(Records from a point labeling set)

·····

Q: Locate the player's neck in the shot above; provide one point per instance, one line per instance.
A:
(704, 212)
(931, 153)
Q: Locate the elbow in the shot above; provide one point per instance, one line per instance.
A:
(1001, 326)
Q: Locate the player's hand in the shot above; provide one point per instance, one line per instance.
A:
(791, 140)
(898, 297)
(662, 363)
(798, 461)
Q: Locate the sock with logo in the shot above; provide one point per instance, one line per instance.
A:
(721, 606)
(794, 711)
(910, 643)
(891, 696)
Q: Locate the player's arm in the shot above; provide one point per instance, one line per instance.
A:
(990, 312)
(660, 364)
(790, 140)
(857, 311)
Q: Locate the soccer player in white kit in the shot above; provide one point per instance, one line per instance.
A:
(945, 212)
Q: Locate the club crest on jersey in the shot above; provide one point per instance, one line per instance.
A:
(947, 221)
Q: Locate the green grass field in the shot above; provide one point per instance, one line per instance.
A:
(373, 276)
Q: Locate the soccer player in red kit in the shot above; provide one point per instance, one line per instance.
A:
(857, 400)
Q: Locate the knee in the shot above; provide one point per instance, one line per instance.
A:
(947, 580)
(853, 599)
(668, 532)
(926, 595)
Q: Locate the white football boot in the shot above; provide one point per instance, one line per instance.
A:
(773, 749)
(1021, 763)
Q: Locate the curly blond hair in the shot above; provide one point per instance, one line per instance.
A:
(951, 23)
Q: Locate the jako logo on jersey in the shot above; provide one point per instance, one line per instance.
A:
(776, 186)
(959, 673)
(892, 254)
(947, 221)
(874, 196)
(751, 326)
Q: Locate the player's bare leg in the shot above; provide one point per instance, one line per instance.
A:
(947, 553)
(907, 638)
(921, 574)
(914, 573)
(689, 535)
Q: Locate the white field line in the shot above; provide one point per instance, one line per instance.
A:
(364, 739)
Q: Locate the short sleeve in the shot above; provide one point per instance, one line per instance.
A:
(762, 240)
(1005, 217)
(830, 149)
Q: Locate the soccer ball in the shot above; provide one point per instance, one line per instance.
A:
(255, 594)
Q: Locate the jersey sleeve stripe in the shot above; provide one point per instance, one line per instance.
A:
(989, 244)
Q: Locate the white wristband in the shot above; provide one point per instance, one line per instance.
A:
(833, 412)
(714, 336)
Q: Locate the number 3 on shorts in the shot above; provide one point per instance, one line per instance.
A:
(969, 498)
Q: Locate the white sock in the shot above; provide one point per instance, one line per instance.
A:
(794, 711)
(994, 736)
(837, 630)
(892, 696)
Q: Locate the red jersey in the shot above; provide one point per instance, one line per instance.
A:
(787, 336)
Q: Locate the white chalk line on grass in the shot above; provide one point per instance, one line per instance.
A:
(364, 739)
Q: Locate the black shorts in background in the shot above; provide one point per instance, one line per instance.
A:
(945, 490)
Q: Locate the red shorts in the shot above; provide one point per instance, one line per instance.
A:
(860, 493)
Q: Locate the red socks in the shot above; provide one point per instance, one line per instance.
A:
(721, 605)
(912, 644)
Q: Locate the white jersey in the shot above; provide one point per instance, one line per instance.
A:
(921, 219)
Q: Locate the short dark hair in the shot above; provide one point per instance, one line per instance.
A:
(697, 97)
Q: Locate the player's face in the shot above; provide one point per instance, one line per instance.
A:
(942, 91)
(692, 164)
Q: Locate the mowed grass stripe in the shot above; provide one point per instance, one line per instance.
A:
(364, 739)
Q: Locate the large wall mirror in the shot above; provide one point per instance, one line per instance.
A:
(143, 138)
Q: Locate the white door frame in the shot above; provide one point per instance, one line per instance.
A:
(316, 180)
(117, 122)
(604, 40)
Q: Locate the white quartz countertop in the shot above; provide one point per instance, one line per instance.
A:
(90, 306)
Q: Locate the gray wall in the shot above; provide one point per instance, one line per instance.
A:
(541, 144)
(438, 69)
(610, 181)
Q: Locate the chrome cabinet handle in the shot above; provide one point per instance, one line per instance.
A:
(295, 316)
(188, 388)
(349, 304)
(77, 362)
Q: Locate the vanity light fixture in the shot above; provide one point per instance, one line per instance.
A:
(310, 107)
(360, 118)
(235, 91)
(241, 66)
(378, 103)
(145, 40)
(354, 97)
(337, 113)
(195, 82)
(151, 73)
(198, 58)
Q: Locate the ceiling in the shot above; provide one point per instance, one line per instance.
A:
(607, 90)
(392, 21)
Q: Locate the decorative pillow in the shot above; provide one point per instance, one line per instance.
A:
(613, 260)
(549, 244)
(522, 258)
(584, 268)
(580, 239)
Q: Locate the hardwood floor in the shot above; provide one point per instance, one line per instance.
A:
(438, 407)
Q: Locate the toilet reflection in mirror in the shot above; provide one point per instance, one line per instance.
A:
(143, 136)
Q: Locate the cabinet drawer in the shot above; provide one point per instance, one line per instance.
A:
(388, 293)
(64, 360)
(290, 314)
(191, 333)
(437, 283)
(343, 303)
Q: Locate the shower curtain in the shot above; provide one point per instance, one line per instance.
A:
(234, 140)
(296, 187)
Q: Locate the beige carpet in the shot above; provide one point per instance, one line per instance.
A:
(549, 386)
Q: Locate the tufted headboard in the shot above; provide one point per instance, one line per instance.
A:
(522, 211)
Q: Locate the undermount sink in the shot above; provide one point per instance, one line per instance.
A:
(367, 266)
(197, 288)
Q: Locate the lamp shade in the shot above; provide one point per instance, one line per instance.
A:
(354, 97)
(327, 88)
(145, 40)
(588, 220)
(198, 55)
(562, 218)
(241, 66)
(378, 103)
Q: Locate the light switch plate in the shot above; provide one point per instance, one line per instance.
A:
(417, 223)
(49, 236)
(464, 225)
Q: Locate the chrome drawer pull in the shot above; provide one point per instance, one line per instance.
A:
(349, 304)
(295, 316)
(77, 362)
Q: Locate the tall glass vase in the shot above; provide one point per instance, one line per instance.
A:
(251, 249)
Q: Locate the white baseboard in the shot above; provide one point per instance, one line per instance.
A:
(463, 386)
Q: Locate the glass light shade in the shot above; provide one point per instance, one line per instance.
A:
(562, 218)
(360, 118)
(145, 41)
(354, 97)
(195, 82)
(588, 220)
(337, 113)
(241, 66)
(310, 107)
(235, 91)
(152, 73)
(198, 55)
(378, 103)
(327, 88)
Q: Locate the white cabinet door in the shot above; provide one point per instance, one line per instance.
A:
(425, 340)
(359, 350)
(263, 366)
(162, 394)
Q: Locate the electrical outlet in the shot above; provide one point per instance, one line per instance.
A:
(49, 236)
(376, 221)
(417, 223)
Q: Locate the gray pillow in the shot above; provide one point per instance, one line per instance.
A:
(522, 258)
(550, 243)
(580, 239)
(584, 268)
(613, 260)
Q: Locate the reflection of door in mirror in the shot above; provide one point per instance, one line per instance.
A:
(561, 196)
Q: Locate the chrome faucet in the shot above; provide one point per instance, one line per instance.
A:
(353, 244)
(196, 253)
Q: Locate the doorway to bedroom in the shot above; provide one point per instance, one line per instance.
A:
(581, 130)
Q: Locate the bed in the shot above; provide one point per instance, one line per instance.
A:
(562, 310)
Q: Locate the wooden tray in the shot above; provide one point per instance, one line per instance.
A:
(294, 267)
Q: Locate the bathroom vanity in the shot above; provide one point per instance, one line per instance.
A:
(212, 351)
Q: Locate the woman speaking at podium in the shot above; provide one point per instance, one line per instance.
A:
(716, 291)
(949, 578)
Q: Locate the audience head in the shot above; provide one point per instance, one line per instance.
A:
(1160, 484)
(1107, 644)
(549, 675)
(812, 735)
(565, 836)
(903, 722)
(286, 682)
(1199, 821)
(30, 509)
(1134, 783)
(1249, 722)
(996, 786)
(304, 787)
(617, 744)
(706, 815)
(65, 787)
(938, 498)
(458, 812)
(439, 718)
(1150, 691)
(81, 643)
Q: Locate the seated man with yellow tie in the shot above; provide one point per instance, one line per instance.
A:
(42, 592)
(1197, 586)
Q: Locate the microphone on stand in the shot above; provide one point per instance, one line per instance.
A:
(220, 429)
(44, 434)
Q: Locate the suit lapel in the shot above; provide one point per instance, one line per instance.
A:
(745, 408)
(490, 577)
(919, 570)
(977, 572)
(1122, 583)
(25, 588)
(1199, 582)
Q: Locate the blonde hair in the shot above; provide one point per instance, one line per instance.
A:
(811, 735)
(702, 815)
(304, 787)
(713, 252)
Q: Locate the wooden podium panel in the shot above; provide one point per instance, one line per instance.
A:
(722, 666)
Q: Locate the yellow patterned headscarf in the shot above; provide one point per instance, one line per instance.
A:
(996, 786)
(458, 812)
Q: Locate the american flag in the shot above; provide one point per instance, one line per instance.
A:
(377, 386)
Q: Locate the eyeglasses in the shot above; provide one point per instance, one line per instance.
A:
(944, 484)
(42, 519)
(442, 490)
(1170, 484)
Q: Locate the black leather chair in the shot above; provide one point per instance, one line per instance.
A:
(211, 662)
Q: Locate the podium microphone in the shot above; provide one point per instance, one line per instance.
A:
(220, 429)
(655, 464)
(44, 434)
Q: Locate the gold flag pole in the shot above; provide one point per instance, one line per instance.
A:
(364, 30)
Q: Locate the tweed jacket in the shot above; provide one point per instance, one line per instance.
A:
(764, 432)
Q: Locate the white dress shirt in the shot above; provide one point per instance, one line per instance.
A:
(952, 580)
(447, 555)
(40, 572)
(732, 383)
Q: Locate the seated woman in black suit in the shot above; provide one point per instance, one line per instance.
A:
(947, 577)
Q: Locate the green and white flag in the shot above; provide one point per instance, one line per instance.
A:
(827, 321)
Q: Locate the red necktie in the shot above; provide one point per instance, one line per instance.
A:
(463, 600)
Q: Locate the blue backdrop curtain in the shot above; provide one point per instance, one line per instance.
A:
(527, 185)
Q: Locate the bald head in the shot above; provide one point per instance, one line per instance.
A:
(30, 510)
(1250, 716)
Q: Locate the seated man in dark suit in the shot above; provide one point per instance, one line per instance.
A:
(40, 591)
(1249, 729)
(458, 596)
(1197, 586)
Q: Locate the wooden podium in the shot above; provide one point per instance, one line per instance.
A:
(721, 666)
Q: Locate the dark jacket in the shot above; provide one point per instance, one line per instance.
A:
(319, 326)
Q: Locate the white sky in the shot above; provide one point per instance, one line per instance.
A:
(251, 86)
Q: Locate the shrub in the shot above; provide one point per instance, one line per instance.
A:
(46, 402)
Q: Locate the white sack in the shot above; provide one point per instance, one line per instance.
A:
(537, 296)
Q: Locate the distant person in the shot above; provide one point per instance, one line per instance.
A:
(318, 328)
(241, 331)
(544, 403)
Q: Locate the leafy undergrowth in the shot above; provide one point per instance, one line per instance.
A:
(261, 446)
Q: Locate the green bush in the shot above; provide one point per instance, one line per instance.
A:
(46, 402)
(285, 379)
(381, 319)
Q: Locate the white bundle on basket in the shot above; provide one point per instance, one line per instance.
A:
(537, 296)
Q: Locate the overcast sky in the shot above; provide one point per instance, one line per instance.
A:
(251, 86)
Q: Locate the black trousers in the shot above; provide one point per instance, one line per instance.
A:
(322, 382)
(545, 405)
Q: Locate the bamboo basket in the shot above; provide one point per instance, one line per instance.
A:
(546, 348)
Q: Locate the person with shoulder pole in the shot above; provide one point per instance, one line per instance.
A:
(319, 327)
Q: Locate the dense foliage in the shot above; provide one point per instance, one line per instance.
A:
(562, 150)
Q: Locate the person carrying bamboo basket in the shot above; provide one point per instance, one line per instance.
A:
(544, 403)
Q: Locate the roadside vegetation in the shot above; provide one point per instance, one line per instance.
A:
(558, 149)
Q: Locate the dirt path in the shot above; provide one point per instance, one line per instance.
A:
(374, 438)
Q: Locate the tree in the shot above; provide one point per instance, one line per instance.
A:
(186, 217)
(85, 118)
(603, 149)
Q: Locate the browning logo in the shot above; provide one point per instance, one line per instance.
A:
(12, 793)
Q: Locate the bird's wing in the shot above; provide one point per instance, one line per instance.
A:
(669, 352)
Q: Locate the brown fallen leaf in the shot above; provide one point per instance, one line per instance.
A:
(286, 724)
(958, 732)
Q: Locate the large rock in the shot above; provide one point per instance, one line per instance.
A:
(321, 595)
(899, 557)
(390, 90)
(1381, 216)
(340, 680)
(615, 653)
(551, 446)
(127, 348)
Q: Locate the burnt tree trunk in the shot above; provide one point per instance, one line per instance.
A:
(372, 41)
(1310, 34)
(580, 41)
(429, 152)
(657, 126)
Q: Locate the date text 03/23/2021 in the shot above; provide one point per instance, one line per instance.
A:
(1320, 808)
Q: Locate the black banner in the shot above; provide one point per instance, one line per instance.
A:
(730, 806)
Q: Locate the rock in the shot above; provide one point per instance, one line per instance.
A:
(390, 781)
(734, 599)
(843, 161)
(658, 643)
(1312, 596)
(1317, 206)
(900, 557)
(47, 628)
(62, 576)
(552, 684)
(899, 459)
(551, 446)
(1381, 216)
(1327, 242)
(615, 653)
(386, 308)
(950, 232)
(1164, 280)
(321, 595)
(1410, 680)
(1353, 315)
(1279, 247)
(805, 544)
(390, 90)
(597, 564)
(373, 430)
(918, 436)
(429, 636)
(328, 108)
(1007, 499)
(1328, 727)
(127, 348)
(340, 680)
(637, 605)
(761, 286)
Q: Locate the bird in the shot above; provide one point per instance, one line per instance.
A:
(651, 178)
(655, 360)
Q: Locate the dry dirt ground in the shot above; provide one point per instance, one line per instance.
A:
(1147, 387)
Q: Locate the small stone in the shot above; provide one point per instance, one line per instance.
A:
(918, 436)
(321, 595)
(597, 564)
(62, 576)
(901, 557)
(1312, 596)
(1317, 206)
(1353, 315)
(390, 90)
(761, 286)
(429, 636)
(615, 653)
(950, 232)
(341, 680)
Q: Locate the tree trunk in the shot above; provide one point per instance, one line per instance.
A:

·····

▶ **Stated exercise**
Reproduce only the lines from the line containing "Q: Locate the black banner" to the last line of the material above, both of those lines included.

▶ **Task solution**
Q: Locate the black banner in the shot above; provide one point per instance, one line per instance.
A:
(730, 806)
Q: Locate the rock in the shot above; provide one point per instance, one line per instance.
A:
(390, 781)
(734, 599)
(843, 161)
(658, 643)
(1312, 596)
(1317, 206)
(900, 557)
(47, 628)
(62, 576)
(552, 684)
(899, 459)
(551, 446)
(1381, 216)
(1327, 242)
(615, 653)
(386, 308)
(950, 232)
(1164, 280)
(321, 595)
(1410, 680)
(1353, 315)
(1279, 247)
(805, 544)
(390, 90)
(597, 564)
(373, 430)
(918, 436)
(429, 636)
(328, 108)
(1007, 499)
(1328, 727)
(127, 348)
(340, 680)
(637, 605)
(761, 286)
Q: Locate the bird in the shot above; provide one point per instance, one line per instance.
A:
(651, 178)
(655, 360)
Q: Locate the dry dirt ground in the shot above; provide one point per instance, one line per instance.
A:
(1147, 387)
Q: Locate the small stone in the shot above; provide one point per instance, one line per instance.
A:
(918, 436)
(321, 595)
(597, 564)
(62, 576)
(901, 557)
(1312, 596)
(1317, 206)
(1353, 315)
(390, 90)
(761, 286)
(429, 636)
(615, 653)
(950, 232)
(341, 680)
Q: Locate the tree trunk in the shot above; provide one point per instance, one line per instance.
A:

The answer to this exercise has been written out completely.